-- STATED TASK --
Count the lines in the material below that contain the string "frame", treating uppercase and lowercase as different. Give only the number.

Pointing records
◆ ◆ ◆
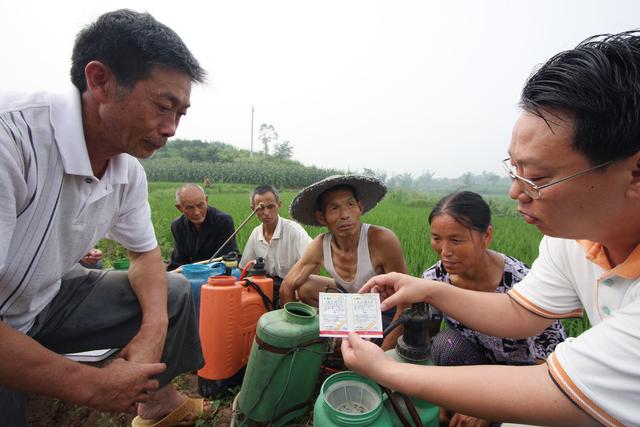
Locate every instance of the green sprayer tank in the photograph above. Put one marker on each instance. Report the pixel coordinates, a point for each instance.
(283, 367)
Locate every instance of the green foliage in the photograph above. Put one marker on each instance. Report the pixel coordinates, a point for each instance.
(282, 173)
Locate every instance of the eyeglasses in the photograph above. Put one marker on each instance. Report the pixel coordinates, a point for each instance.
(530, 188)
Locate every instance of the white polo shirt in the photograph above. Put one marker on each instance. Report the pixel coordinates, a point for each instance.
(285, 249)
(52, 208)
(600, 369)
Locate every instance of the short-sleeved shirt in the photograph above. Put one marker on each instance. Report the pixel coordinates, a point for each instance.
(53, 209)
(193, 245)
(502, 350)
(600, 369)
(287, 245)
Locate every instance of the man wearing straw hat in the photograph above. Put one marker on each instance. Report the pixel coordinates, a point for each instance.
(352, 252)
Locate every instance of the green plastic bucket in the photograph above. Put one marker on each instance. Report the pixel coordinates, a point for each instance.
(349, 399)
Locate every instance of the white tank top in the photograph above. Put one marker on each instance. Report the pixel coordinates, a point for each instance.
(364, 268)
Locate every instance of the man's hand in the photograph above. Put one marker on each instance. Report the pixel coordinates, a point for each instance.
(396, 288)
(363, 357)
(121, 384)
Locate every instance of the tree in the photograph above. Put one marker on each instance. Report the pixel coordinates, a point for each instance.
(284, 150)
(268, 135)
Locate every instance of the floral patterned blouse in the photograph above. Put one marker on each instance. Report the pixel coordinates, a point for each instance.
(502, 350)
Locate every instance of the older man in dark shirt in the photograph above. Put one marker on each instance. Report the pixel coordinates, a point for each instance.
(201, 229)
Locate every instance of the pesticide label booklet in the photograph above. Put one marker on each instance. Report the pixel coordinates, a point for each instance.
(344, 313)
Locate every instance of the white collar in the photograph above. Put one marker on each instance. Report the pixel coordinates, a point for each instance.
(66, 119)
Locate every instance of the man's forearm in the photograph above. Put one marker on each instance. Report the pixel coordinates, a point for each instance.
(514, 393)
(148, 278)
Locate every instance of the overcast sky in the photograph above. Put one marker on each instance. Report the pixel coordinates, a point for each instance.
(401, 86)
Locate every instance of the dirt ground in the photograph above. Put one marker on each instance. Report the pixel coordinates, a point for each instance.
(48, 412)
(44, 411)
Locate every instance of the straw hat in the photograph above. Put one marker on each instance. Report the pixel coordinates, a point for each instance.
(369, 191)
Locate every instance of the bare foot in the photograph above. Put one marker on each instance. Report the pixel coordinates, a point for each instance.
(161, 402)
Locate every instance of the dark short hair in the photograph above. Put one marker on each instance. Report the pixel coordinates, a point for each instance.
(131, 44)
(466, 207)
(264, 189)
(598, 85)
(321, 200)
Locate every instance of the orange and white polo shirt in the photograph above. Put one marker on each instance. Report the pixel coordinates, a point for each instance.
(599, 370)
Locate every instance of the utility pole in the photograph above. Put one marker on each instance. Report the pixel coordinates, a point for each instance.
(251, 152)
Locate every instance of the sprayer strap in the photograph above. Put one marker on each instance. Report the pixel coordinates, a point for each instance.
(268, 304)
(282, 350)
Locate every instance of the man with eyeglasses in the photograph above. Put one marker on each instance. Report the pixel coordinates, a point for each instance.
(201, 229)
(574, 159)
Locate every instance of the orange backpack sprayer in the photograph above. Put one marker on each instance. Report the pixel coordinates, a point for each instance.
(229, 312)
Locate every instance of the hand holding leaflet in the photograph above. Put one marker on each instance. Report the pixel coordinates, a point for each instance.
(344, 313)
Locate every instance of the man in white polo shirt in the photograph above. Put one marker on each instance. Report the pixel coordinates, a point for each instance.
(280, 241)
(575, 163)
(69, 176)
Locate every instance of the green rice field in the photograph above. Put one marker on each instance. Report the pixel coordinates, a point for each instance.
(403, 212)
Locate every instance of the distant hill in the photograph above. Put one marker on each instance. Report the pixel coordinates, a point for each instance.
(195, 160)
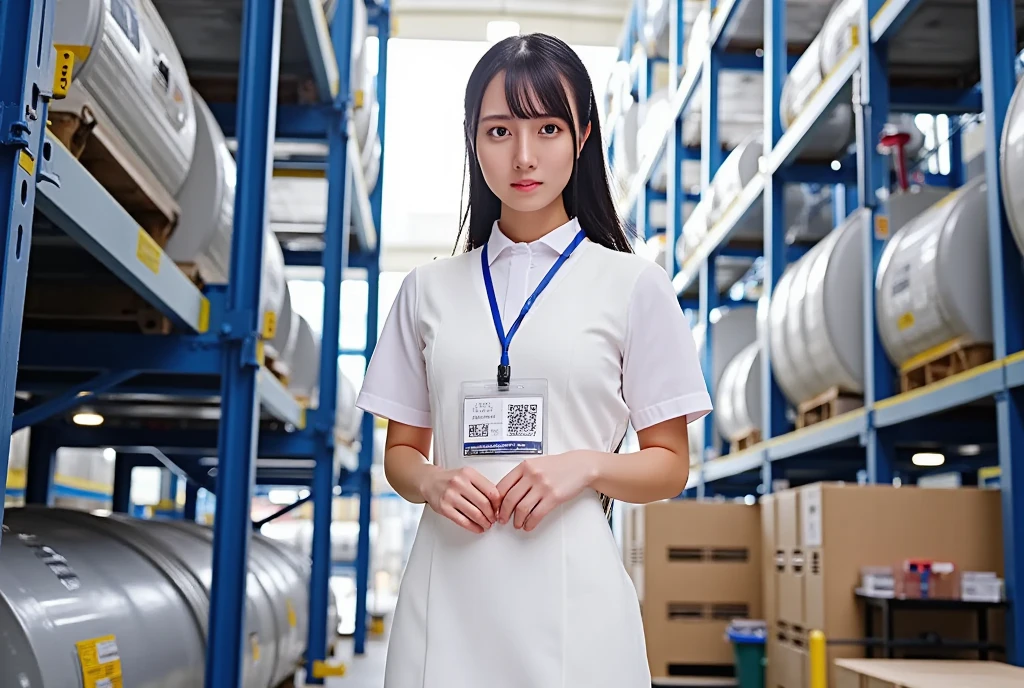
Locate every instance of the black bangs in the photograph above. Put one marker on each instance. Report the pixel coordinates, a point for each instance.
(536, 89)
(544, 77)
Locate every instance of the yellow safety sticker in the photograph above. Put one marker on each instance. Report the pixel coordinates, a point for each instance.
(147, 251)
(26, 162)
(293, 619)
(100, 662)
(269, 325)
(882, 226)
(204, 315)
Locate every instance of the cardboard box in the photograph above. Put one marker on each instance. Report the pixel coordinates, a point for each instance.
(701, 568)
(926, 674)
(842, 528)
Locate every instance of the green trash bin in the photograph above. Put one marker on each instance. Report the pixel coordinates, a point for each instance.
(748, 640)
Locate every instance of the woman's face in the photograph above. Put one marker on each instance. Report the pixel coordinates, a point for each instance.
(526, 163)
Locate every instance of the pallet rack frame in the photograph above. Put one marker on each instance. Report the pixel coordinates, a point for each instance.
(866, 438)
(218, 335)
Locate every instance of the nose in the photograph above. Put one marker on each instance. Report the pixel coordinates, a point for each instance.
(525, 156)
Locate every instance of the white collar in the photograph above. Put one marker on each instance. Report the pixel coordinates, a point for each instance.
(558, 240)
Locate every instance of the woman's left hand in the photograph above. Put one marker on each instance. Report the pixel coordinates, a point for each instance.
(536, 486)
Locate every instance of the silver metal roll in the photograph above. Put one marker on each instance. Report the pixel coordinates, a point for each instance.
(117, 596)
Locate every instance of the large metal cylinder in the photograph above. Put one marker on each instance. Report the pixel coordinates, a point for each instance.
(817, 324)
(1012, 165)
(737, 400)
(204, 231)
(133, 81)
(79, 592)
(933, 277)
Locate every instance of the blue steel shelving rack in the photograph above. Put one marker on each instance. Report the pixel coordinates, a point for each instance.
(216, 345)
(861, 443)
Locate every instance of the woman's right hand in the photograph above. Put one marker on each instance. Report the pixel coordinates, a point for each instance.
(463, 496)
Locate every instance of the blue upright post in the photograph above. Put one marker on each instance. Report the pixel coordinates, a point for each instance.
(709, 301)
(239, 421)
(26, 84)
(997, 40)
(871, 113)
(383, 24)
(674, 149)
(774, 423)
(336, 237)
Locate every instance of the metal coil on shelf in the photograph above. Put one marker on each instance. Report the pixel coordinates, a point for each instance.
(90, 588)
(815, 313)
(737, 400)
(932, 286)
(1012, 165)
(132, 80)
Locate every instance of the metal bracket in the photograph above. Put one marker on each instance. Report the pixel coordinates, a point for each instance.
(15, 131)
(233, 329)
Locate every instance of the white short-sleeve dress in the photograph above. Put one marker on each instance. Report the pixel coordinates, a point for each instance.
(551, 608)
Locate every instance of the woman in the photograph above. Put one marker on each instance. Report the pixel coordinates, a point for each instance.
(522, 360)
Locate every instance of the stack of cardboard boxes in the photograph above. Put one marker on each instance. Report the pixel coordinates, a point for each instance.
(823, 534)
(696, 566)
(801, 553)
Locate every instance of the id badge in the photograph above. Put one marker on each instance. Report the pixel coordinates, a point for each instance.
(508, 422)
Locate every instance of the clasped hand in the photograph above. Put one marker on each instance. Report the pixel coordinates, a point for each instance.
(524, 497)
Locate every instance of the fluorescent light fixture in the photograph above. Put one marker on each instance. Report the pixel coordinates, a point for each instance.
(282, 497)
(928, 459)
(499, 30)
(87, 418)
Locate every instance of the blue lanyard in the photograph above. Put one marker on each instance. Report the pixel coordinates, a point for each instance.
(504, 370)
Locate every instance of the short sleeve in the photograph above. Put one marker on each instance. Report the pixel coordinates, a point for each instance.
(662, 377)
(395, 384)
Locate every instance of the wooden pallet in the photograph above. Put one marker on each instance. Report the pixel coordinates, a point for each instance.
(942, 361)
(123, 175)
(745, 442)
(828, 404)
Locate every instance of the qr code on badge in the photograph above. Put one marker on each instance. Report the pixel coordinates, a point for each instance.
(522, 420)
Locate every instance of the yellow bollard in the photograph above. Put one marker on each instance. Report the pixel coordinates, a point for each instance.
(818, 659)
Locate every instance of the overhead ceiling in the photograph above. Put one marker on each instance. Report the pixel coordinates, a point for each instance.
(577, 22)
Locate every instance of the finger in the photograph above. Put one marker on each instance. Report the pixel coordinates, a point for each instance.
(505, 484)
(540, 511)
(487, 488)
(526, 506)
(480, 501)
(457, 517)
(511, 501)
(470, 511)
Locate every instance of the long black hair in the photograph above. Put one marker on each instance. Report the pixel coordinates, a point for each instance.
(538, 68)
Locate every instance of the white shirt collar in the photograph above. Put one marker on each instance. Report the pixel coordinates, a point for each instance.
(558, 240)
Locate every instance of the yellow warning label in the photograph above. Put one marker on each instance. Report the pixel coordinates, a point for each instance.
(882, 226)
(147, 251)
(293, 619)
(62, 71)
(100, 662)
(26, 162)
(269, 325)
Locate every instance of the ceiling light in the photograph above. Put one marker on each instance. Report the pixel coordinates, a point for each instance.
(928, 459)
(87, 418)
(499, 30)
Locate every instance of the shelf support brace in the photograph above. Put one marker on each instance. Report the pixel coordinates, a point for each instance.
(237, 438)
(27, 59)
◆ ◆ ◆
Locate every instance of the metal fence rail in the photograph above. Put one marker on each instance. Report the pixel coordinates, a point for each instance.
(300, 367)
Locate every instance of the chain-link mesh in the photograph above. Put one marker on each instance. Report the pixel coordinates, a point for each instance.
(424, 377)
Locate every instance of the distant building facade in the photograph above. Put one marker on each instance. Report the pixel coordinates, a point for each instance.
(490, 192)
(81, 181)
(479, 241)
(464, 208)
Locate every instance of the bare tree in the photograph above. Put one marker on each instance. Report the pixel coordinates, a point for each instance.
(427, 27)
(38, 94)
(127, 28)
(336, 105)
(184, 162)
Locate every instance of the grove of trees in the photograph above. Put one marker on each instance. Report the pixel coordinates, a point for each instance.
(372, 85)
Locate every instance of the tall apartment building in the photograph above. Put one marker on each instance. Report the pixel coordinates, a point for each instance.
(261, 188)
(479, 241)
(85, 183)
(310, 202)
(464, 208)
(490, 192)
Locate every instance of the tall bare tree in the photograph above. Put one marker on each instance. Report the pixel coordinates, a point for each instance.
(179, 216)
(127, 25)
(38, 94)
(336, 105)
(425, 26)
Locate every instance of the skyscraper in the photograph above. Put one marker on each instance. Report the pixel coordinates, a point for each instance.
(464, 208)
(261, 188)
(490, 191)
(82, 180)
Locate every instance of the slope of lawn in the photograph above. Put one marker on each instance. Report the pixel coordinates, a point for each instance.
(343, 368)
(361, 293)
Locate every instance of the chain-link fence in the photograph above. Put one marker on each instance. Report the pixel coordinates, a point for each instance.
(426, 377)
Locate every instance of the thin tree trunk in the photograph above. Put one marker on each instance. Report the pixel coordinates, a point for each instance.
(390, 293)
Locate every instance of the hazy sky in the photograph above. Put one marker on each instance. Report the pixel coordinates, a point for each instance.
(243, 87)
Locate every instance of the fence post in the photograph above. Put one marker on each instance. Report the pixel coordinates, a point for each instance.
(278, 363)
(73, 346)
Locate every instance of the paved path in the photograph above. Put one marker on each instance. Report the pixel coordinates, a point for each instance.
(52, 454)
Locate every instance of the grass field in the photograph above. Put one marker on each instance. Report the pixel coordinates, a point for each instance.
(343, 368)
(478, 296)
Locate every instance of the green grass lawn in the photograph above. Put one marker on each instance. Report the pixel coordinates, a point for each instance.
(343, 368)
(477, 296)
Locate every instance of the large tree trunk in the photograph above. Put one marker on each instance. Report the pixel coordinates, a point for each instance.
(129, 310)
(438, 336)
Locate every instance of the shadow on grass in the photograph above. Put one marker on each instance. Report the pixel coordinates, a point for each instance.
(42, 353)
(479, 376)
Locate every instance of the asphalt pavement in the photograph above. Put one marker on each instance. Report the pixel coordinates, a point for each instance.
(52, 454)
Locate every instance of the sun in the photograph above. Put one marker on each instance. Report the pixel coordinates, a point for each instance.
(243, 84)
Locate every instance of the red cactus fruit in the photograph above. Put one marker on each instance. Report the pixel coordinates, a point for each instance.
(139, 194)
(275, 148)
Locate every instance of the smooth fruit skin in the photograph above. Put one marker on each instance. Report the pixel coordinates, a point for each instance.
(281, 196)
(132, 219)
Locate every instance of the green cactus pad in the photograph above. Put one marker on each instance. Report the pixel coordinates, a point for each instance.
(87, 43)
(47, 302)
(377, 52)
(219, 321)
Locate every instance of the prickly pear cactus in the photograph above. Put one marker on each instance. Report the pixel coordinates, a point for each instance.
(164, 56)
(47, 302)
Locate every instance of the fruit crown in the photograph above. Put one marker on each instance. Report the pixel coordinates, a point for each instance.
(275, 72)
◆ ◆ ◆
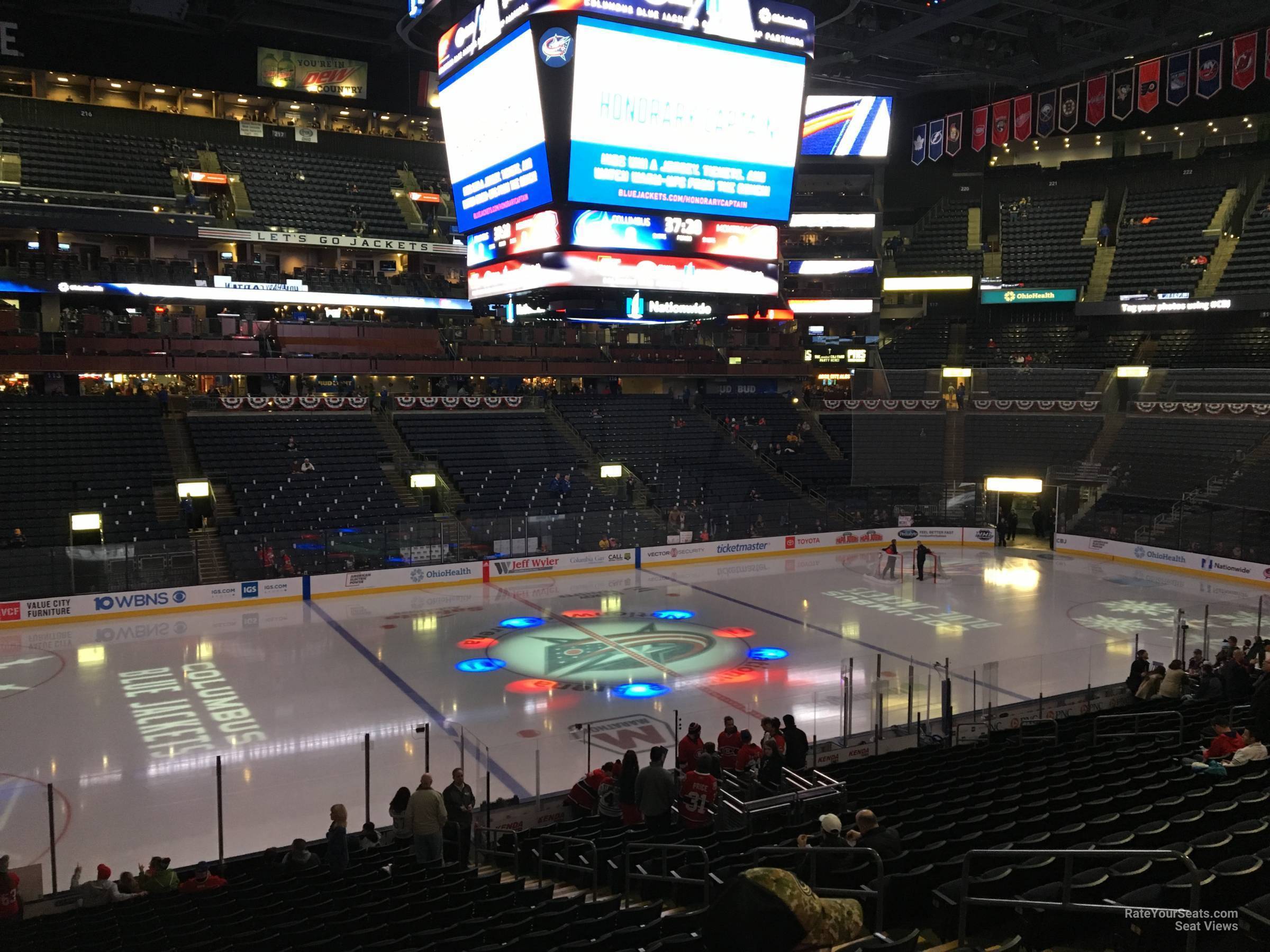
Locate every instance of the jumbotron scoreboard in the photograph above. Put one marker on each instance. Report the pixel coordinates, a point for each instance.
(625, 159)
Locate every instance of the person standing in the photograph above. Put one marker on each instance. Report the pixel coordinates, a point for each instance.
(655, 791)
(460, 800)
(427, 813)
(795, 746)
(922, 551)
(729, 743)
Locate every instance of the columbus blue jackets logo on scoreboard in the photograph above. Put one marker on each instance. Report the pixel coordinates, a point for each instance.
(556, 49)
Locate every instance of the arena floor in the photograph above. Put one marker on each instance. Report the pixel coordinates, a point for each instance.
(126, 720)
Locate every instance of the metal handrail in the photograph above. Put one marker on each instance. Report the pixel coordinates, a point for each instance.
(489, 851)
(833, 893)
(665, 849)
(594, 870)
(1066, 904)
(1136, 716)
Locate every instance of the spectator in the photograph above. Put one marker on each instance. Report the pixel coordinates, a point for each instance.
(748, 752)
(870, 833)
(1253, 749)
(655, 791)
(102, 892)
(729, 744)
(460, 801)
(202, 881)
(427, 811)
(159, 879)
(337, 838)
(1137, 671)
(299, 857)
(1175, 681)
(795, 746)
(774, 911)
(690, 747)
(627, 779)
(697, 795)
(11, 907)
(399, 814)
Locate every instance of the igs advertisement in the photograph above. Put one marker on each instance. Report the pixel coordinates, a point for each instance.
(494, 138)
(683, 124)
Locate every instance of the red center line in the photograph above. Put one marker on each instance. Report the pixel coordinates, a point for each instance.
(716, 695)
◆ ◆ ◆
-- WRITTEN SOLUTION --
1